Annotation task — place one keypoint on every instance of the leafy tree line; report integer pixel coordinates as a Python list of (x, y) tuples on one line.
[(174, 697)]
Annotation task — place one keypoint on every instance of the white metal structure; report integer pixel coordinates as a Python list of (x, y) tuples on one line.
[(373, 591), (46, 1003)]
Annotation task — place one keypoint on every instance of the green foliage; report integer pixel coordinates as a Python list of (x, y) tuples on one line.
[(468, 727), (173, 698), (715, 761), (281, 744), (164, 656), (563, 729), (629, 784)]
○ ○ ○ ○ ○ ○ ○
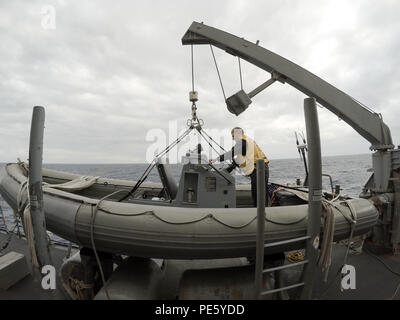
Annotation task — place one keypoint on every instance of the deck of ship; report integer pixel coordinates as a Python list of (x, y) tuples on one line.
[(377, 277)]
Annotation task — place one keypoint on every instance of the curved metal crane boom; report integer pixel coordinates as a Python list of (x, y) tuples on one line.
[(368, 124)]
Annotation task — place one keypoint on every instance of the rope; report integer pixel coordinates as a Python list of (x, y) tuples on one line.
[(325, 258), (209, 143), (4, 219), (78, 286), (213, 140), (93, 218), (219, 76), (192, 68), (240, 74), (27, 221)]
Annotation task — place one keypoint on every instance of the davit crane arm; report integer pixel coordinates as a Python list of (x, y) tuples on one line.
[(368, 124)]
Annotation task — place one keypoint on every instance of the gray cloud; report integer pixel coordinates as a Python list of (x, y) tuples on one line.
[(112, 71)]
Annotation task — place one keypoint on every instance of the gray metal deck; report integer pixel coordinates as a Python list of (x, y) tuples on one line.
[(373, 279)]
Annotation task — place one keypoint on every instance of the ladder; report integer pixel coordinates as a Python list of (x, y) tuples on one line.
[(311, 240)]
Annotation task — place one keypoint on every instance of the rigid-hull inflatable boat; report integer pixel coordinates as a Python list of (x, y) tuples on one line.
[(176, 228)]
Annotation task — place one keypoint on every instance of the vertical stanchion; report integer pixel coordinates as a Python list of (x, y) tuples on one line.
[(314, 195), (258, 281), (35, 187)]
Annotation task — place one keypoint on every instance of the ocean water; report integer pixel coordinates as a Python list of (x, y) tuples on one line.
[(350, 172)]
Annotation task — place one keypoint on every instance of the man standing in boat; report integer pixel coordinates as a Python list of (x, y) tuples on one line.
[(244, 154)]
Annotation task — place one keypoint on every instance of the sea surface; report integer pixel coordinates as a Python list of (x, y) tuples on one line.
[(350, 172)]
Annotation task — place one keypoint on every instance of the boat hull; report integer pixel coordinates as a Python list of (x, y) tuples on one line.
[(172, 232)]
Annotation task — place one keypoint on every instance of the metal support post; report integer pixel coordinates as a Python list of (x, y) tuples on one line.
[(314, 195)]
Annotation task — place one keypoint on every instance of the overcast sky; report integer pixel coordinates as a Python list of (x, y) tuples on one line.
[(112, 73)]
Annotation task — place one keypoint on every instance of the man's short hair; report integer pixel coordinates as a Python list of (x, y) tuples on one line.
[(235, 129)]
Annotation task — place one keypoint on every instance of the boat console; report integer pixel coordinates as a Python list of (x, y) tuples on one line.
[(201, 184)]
○ ○ ○ ○ ○ ○ ○
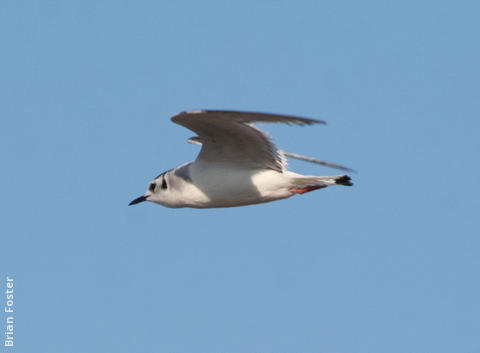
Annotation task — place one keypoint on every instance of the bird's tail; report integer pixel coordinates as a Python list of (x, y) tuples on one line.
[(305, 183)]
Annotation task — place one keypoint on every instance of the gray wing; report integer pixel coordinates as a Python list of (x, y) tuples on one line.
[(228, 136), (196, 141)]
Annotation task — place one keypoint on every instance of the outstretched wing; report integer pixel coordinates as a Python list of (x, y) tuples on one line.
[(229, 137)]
○ ○ ○ ○ ○ ○ ○
What you are asked to do =
From the records above, copy out in full every line that contains the word "deck".

The completed task =
Annotation task — place one keypoint on every instance of the deck of ship; report integer pixel coordinates as a Python list of (x, y) tuples on one line.
Annotation task — place one keypoint on every instance of the gray metal deck; report integer pixel coordinates as a Python list of (x, y) tuples on one line.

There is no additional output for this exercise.